Text for analysis:
= Beginning of Section =
The blog of the John S. and James L. Knight Foundation
The eye that delights in detail will have a field day with “Brandished,” a two-person show on view at Re:View Contemporary. Featuring work by recent Cranbrook Academy of Art graduates Wes Taylor and Chitra Gopalakrishnan, “Brandished” presents digital prints, drawings and screen prints that explore the contrasting subjects of simplicity and complexity, challenging you with each piece to look closer. As Gopalakrishnan says in her artist statement, “Things are as simple or as complex depending on how much we allow ourselves to examine them.”
Taylor’s work is the more geometric of the two. His screen print and acrylic pieces are about establishing and then disrupting systems, patterns and order. His “Iso #1” and “Iso #2,” for instance, evoke the minimal, colorful shapes of Detroit’s now fading late ‘70s public murals, but they have a degraded quality, as if in anticipation of the ravages of time. Similarly, his “Color Fields With Bullet Proof,” 18 canvases that form one large rectangle, evoke both order (they’re carefully arranged, and several of the canvases are identical to each other) and the erosion of order, suggested in the digitized bleariness of the imagery and a breach, evoking a bullet hole, in one of the canvases.
Gopalakrishnan’s pieces, in contrast, are more organic and expressionistic. Her “Sugar Allegories” look, from a distance, like relatively simple, decisive ink marks. But get closer, and you’ll see a surprising, intricate universe of detail, tiny lines and whorls that draw you deeper and deeper in.
Her beautiful, sumptuous work revels in complexity, as in “The Song” and “The Perfect Human Being,” two digital c-prints that combine biological imagery with layer after layer of distinct textures, from bold, chaotic scribbling to text to delicate fans of color. These captivating, richly imagined works are about transformation, borders, liminal states and the easy, unforced cohabitation of abstraction and representation. They were obviously painstakingly produced and are truly wonders to behold.
“Brandished” is on view until July 23 at Re:View Contemporary, 444 W. Willis St., Detroit; 313-833-9000; reviewcontemporary.com. The gallery is open from 12 to 6 p.m. Thursday through Saturday. A closing installation/performance inspired by the act of translating scientific principles into music and art will be performed by Taylor and noted MC Invincible on Friday, July 22 from 7 to 10 p.m.
= End of Section =
To do:
A. In the review of "Brandished," how many canvases make up Taylor's "Color Fields With Bullet Proof"?
B. Rewrite the passage of the review of "Brandished" starting at "Taylor’s work is" and ending at "of the canvases.", substituting "billboards" for "murals".

Source material:
= Beginning of Section =
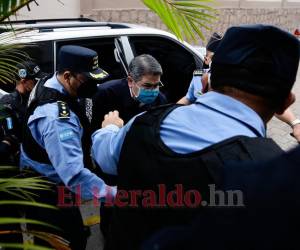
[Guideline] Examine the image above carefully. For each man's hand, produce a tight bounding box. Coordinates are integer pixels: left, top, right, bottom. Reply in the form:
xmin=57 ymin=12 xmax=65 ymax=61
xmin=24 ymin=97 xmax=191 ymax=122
xmin=293 ymin=123 xmax=300 ymax=143
xmin=102 ymin=110 xmax=124 ymax=128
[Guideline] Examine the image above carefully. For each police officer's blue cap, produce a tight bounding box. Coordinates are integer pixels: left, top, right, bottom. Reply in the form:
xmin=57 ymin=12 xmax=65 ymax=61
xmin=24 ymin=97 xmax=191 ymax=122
= End of Section =
Your responses:
A. 18

B.
Taylor’s work is the more geometric of the two. His screen print and acrylic pieces are about establishing and then disrupting systems, patterns and order. His “Iso #1” and “Iso #2,” for instance, evoke the minimal, colorful shapes of Detroit’s now fading late ‘70s public billboards, but they have a degraded quality, as if in anticipation of the ravages of time. Similarly, his “Color Fields With Bullet Proof,” 18 canvases that form one large rectangle, evoke both order (they’re carefully arranged, and several of the canvases are identical to each other) and the erosion of order, suggested in the digitized bleariness of the imagery and a breach, evoking a bullet hole, in one of the canvases.